EXERCISE DETAILS: Check every line of the entries for the string "skillet" and return the ones that contain it.

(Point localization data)
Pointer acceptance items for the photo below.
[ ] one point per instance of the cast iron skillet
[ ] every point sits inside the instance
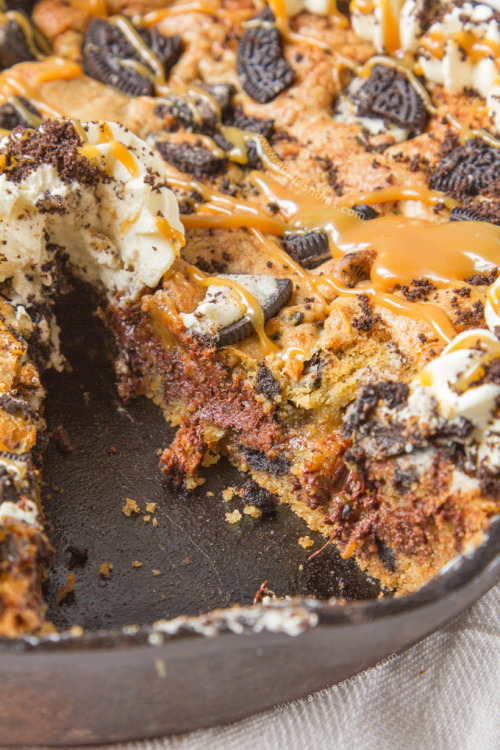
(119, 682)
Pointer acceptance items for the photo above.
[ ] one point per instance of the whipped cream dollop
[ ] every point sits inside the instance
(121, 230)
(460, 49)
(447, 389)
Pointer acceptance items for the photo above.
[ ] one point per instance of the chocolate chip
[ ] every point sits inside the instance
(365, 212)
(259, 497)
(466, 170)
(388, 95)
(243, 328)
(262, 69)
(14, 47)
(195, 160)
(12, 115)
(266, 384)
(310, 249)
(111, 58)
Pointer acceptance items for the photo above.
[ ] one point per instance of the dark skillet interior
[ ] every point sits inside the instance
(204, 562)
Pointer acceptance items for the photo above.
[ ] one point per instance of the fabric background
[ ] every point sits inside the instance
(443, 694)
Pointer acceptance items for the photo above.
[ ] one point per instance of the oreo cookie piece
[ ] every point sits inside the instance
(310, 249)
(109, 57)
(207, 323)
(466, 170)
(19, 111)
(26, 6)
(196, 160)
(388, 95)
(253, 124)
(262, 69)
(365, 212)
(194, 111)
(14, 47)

==

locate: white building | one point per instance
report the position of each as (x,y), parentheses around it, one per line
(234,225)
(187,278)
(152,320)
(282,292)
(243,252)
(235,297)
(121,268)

RESPONSE:
[ ] one point per instance of the cast iron skillet
[ ] one point per instance of the dark skillet interior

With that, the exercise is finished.